Provided passage:

++++++++++

Lisa's situation: Partner at a middle-market private equity firm with about $200M earmarked for a govcon platform play. Original thesis: buy small primes with strong MAC positions, hold the backlog, roll up adjacent firms over three to five years.

Lisa's original investment thesis depended on the MAC option value carrying through the acquisition. That thesis is broken. Most PE buyers FEDCON has talked to in 2026 are quietly rewriting their playbooks. The capital is still there. It is just chasing different structures.

What is working for sophisticated buyers now:

  • Single-award contract targets. The rule did not change for single-award set-aside contracts. A small firm holding a strong single-award contract with significant remaining option value is now disproportionately attractive compared to a firm holding the same dollar value spread across MAC orders.
  • Small-to-small stacking. Some buyers are using a small-business holding company structure to roll up multiple small primes while staying under the small-to-small exception. This requires very careful affiliation analysis (SBA does not love this pattern), but it can be done legally with the right structure.

++++++++++

What this exercise asks:
1 – Reproduce the text on the private equity govcon strategy word for word, from "Lisa's original investment" to "chasing different structures.".
2 – Change "beige curtain" to "tan curtain" in the listing, from the line with "Annotation guideline: the target class is window." to the line with "262 371 307 409", and leave everything else as it is. Return only those lines.

Supplied information:

++++++++++

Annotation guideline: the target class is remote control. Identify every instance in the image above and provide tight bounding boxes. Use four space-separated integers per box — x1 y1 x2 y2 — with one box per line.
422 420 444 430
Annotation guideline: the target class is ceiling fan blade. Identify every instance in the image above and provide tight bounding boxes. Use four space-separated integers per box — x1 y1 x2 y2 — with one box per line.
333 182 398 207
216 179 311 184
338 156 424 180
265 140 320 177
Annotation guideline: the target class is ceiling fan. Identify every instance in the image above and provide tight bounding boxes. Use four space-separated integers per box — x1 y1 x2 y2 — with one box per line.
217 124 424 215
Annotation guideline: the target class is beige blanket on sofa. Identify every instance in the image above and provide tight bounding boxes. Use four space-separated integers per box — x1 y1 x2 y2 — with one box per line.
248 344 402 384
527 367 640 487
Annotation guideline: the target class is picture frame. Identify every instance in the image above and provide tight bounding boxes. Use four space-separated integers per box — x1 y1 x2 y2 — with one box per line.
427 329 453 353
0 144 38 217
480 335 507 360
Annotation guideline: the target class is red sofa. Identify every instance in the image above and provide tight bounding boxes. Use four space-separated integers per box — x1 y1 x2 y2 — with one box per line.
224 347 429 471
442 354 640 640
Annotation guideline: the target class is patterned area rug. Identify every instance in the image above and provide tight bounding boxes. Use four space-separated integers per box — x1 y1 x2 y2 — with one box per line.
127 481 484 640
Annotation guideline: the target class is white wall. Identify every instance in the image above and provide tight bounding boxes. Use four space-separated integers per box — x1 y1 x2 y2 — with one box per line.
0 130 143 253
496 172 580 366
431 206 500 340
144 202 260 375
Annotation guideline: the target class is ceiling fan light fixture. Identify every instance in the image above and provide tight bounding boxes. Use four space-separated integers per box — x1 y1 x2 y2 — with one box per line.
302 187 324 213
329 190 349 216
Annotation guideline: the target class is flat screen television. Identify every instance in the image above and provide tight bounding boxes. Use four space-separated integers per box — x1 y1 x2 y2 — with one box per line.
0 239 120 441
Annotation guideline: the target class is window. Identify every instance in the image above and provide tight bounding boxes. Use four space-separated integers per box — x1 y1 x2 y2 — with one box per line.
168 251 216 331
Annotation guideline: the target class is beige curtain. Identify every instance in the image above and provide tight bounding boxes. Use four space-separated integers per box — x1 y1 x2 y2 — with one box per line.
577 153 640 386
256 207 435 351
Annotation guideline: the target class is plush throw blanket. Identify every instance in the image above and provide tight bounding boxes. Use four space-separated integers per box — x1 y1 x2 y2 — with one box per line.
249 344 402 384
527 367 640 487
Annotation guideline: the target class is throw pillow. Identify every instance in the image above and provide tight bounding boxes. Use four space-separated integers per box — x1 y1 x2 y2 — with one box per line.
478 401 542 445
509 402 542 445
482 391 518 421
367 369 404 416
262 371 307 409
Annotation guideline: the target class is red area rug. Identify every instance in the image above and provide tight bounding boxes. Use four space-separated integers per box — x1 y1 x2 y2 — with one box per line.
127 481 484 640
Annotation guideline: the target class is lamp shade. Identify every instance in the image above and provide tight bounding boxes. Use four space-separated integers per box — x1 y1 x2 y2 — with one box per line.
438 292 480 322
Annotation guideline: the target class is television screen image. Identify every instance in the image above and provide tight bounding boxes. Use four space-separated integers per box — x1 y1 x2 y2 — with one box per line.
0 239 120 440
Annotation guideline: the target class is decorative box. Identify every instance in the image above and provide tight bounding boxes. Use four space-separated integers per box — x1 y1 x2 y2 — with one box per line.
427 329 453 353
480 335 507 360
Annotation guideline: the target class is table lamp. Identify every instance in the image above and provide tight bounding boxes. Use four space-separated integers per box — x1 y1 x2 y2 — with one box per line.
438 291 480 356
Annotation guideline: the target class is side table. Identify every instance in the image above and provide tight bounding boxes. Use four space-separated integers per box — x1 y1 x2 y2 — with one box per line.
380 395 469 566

++++++++++

Written responses:
1 –
Lisa's original investment thesis depended on the MAC option value carrying through the acquisition. That thesis is broken. Most PE buyers FEDCON has talked to in 2026 are quietly rewriting their playbooks. The capital is still there. It is just chasing different structures.

2 –
Annotation guideline: the target class is window. Identify every instance in the image above and provide tight bounding boxes. Use four space-separated integers per box — x1 y1 x2 y2 — with one box per line.
168 251 216 331
Annotation guideline: the target class is tan curtain. Identify every instance in the image above and provide tight bounding boxes. Use four space-separated integers per box — x1 y1 x2 y2 — with one box per line.
577 153 640 386
256 207 435 351
Annotation guideline: the target class is plush throw blanket. Identify every instance in the image above and provide tight bounding boxes. Use four space-separated integers per box — x1 y1 x2 y2 — with one box per line.
249 344 402 384
527 367 640 487
Annotation guideline: the target class is throw pillow. Identify every instance in the image above and provide tight bounding boxes. Use four space-separated integers per box — x1 y1 x2 y2 — with one box per line.
478 401 542 445
509 402 542 445
482 391 518 421
367 369 404 416
262 371 307 409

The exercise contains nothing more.